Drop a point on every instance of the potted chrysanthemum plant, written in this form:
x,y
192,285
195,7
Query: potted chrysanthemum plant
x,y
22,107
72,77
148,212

-=-=-

* [Task instructions]:
Repeat every line of the items above word for word, keeping each number and line break unchanged.

* [Expected answer]:
Drop a point on every instance of the potted chrysanthemum plant, written in this form:
x,y
192,285
195,7
Query: potted chrysanthemum plant
x,y
22,107
72,77
148,212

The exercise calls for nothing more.